Rows from a pointing dataset
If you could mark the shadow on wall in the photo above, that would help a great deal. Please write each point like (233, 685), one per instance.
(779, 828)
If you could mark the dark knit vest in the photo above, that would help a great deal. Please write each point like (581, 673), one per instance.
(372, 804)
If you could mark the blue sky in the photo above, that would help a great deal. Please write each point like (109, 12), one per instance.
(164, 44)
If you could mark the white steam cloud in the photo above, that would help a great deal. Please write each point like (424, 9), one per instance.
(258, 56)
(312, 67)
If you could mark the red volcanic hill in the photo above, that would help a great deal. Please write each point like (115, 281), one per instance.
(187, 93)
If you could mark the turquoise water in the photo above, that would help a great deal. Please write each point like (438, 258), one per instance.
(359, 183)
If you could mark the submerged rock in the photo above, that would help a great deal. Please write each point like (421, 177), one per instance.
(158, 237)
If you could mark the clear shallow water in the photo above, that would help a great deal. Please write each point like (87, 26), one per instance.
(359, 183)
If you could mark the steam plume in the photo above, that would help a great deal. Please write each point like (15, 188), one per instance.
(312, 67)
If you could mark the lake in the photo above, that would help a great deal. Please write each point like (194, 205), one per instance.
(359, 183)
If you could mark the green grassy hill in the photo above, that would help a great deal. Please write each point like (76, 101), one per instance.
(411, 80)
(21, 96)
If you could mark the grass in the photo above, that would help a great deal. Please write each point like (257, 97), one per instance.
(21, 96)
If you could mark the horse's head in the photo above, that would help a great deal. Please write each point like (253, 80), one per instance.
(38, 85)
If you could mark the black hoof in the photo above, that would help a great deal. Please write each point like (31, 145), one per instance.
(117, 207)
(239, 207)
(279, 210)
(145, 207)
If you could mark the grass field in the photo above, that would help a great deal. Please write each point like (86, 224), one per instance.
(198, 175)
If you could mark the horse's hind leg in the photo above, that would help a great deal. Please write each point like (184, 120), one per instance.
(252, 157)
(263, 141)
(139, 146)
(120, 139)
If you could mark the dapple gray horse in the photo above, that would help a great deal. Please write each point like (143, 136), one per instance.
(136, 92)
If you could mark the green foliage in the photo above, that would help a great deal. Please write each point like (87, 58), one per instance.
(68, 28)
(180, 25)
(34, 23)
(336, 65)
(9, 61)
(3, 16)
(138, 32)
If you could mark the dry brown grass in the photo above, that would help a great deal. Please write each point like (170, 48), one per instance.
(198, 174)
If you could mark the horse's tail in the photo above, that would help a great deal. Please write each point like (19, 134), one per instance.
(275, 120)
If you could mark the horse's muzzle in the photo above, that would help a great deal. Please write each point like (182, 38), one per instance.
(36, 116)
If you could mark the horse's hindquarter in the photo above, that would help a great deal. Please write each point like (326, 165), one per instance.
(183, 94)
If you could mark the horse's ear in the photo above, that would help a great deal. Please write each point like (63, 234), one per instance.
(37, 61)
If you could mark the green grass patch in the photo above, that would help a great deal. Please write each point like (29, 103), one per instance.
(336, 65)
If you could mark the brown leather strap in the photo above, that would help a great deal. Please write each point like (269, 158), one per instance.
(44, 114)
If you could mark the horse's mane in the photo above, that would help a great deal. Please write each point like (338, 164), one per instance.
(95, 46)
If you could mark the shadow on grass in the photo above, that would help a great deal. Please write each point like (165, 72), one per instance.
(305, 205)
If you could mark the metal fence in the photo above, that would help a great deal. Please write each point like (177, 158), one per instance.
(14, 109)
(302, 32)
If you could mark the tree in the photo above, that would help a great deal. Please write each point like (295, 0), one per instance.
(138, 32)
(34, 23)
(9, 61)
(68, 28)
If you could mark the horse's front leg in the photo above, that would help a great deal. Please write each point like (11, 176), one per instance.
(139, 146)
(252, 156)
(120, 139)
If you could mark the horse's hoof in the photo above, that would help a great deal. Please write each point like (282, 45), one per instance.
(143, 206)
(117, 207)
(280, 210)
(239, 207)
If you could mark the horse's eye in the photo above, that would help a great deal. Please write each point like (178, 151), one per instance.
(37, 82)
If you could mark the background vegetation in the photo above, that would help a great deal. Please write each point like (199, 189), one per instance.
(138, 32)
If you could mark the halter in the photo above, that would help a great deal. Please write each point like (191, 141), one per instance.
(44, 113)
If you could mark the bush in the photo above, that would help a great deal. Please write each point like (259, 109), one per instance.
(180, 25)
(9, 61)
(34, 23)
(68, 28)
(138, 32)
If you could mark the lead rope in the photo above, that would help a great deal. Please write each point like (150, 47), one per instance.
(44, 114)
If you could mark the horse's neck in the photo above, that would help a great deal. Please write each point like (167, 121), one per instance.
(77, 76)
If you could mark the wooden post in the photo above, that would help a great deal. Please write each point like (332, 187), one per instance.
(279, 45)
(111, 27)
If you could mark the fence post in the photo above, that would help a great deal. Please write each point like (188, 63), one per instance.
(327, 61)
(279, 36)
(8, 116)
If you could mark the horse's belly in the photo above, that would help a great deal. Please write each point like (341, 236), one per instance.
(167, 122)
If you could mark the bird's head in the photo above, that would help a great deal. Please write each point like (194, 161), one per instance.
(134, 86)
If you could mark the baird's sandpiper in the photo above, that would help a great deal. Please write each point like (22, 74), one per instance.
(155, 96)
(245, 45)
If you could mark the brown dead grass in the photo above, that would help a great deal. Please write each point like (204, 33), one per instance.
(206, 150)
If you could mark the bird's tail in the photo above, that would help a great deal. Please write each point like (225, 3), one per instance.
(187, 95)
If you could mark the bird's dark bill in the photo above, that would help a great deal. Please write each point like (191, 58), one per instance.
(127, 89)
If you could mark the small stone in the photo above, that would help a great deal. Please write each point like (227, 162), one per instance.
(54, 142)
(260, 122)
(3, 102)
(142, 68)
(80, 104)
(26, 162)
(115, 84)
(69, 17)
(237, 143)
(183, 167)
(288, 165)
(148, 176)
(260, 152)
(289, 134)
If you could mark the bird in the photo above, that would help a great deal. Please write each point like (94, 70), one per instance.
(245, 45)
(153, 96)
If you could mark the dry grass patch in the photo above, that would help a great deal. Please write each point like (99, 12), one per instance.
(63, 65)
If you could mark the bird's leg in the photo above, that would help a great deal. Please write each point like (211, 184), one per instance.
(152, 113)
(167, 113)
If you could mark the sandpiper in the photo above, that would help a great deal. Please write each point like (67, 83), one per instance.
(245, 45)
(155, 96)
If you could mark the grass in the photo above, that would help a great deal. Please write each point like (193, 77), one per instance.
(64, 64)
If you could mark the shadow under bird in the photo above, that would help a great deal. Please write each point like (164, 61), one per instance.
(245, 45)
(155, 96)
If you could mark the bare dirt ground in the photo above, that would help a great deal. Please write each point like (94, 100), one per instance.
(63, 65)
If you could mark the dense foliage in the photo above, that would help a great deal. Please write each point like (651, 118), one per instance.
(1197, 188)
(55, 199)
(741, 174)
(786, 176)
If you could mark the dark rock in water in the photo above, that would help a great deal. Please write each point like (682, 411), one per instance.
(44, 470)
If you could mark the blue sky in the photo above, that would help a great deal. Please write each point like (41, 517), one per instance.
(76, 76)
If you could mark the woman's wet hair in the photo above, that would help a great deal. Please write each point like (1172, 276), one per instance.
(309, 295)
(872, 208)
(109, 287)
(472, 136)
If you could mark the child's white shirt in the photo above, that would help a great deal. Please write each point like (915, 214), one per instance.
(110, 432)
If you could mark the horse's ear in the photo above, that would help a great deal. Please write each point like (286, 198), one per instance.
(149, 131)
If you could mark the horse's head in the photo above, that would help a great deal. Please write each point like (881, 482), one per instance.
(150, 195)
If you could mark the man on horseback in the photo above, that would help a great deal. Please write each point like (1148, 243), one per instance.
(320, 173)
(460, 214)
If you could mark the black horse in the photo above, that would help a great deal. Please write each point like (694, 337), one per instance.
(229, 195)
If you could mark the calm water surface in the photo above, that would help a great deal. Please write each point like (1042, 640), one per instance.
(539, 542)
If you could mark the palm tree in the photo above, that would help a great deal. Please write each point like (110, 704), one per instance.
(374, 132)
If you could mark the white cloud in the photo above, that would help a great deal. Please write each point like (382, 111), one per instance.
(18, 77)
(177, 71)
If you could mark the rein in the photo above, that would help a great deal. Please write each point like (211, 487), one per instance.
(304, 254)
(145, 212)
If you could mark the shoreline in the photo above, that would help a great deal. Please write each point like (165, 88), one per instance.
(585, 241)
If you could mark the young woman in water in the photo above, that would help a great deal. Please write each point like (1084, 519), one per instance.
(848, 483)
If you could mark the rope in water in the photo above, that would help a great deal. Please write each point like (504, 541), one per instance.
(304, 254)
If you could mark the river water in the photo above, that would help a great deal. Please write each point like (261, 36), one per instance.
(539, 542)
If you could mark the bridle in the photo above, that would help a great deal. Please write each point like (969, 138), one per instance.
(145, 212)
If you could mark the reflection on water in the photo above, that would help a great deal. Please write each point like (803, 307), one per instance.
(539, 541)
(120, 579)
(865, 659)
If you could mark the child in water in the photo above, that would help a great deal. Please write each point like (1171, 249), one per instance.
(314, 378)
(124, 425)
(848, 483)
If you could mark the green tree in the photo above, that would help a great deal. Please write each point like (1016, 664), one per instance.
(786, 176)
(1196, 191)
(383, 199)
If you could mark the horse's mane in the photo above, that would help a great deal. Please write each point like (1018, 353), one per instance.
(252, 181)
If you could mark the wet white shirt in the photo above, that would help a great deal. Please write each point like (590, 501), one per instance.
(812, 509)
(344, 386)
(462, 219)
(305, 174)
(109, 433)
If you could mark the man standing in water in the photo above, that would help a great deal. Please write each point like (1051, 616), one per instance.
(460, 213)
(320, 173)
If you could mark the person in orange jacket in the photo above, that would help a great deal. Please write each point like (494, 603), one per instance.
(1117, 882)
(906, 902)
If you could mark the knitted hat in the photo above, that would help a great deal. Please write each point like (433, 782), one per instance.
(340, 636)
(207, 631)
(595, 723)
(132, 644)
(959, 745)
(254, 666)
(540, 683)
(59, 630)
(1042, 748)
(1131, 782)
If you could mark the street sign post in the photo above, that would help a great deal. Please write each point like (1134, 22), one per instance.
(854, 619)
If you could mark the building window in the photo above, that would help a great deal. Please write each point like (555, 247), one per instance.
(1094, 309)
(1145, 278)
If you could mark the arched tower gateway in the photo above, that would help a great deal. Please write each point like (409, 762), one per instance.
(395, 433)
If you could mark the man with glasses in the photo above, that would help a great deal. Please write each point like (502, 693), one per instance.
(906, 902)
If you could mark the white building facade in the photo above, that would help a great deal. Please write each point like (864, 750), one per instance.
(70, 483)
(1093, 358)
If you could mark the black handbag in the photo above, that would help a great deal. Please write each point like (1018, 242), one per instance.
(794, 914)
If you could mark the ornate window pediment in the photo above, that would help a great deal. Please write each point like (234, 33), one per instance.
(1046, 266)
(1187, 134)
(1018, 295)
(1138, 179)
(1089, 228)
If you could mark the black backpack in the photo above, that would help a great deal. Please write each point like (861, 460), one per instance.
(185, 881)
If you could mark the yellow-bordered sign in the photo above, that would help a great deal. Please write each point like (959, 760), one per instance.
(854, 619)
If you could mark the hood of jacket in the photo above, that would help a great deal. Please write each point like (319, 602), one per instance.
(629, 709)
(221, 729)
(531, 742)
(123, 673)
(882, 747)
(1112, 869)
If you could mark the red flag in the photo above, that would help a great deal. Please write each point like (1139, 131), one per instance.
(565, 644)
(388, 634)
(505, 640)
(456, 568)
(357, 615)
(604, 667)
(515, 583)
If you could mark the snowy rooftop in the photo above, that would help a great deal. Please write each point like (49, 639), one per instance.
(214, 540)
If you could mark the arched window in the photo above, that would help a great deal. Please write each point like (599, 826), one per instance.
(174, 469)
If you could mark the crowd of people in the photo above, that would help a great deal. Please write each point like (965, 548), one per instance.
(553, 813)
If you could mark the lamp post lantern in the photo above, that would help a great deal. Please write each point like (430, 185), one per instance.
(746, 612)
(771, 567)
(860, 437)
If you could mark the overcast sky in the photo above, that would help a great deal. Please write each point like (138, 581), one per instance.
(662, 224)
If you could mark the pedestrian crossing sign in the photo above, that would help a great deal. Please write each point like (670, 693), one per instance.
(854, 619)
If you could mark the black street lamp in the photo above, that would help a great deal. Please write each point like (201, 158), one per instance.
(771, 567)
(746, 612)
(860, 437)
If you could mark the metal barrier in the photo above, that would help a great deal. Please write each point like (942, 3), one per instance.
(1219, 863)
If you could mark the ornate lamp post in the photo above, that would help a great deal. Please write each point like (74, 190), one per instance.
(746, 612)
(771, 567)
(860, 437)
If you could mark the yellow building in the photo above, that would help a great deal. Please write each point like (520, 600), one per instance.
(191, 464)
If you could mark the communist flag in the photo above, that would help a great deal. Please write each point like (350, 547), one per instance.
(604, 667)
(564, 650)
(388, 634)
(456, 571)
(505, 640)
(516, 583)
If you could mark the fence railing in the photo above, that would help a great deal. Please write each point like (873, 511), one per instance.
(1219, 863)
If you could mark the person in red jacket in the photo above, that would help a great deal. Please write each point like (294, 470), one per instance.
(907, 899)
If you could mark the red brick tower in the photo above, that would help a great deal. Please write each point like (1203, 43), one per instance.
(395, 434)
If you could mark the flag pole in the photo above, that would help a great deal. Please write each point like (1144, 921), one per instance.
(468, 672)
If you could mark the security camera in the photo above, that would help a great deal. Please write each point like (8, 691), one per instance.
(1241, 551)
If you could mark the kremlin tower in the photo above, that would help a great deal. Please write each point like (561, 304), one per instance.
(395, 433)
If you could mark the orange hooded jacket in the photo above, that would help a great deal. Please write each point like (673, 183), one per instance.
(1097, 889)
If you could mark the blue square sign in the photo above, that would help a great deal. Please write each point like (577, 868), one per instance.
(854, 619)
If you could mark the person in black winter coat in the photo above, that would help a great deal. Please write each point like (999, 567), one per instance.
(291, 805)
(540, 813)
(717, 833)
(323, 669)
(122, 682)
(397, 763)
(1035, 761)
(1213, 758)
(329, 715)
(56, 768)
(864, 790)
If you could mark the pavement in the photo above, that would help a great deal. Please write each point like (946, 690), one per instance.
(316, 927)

DIRECTIONS FOR THIS TASK ::
From the line holding "If you could mark the flag" through the last line above, reproduce each line exactly and add nothing.

EXPECTED OUTPUT ::
If you could mark the flag pole in the photo above, that would help a great deal. Please write each point like (1144, 921), one per instance.
(468, 672)
If you could mark the security camera in the photo above, that would help a great deal. Please write each point like (8, 691), one per instance.
(1241, 551)
If you could mark the kremlin tower in the photo above, that would help a great deal. Please write each point like (561, 304), one per instance.
(395, 433)
If you could mark the orange hooded jacket in the photo above, that would help a great deal. Please write each point like (673, 183), one per instance.
(1097, 889)
If you could mark the blue square sign in the photo above, that would help a great deal. Please write each point like (577, 868), one per instance.
(854, 619)
If you could mark the person in black winter coat in the photo above, that would help a great deal. Please write each point like (999, 567), one per instance.
(291, 805)
(540, 813)
(717, 833)
(323, 669)
(122, 682)
(397, 763)
(1035, 761)
(1213, 758)
(329, 715)
(56, 768)
(864, 790)
If you could mark the pavement in the photo above, that would help a great deal. Please write each point like (946, 690), one per instance.
(316, 927)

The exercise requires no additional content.